>>>>>
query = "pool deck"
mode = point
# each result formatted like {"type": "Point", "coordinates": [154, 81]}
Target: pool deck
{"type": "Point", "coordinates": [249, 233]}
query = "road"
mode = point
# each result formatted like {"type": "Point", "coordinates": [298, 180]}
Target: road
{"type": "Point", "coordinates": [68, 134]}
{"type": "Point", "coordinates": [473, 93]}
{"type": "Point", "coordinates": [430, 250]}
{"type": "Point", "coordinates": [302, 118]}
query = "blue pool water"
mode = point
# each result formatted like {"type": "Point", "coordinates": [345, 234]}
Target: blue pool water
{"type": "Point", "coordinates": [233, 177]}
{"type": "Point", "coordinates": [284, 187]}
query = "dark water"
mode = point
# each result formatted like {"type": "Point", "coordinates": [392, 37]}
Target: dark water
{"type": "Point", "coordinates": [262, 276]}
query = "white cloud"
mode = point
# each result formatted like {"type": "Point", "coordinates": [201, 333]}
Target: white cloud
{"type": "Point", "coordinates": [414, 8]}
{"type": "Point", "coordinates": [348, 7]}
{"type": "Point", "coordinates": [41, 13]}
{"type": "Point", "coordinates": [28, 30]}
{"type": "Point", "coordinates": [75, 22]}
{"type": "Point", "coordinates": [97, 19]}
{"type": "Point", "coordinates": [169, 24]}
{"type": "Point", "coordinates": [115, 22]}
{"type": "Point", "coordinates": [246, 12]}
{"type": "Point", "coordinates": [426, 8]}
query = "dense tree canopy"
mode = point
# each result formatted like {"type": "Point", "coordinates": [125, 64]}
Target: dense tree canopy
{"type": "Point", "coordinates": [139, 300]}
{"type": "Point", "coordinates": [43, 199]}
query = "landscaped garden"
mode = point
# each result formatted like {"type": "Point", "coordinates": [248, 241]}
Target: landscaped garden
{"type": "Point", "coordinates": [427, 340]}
<<<<<
> _Directions for this task_
Report all lines of the material that contain the word "formatted".

> _Your solution_
# each result formatted like {"type": "Point", "coordinates": [154, 81]}
# each result formatted like {"type": "Point", "coordinates": [298, 180]}
# each result formatted like {"type": "Point", "coordinates": [345, 234]}
# each result formatted like {"type": "Point", "coordinates": [392, 37]}
# each result formatted like {"type": "Point", "coordinates": [201, 333]}
# each result formatted like {"type": "Point", "coordinates": [125, 64]}
# each result formatted like {"type": "Point", "coordinates": [248, 241]}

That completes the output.